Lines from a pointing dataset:
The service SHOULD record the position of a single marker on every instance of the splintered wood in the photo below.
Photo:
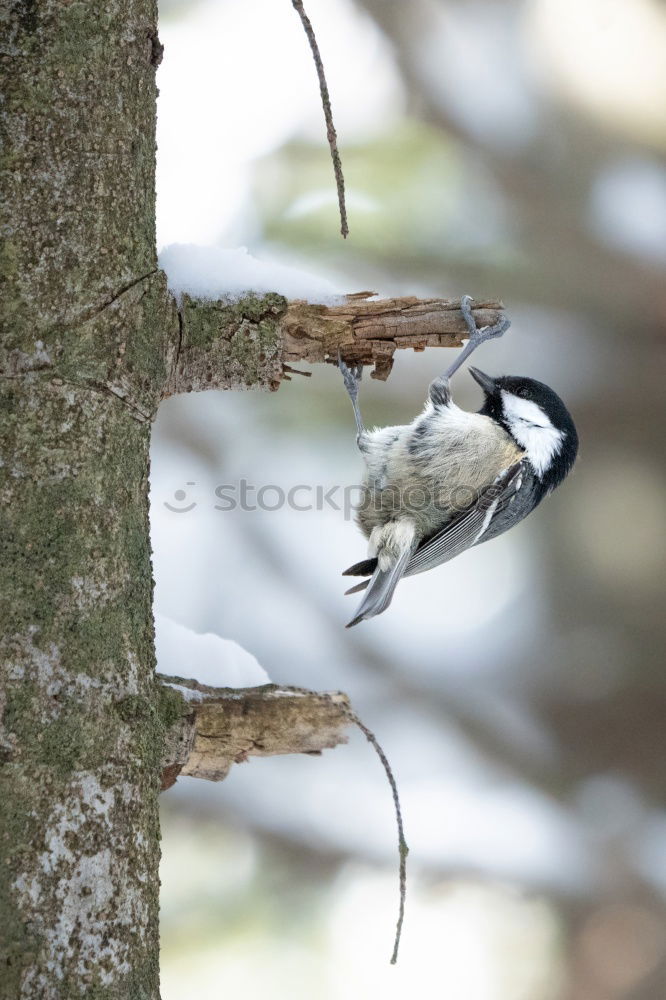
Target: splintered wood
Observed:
(224, 726)
(369, 331)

## Requirement
Repeat the lines above word for word, omitting the picture.

## The output
The service SHOULD record the position of a single marker on every instance of the splintered wood in the photo below.
Photo:
Target: splintered wood
Observed:
(224, 726)
(369, 331)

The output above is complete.